DATA SUPPLIED.
- - -
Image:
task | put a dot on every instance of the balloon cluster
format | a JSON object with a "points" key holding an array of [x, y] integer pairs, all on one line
- - -
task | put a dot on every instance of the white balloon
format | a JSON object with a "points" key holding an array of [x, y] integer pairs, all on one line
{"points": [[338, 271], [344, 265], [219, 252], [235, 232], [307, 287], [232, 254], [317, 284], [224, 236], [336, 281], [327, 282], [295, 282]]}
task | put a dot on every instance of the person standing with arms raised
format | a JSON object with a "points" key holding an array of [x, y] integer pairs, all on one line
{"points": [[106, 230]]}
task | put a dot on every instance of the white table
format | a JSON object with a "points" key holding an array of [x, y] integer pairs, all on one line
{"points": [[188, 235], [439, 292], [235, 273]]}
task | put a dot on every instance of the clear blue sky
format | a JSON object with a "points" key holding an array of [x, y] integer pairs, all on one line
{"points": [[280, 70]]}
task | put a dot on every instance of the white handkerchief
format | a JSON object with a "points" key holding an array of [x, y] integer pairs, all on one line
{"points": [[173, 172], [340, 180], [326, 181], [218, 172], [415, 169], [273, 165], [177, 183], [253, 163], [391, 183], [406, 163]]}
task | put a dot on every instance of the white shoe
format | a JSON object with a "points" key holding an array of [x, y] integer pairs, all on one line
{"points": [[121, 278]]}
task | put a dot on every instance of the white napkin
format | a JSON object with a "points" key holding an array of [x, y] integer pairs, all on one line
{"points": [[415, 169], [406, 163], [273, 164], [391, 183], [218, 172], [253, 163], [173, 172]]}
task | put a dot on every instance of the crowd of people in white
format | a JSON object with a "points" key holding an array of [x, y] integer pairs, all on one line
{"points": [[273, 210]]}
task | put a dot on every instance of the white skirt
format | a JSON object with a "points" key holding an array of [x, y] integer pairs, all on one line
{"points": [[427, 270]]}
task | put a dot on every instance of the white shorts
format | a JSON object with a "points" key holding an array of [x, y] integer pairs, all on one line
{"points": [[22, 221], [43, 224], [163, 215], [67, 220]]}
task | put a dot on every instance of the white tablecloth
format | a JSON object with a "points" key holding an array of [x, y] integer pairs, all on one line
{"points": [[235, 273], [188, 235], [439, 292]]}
- - -
INSTRUCTIONS FOR THE TASK.
Pick out each line of the listing above that contains the string "balloon" and copy those lines, with case counting in the match.

RESULT FOR THIS TASK.
task | put a dot on every instance of the balloon cluster
task | put a dot on every instance of the white balloon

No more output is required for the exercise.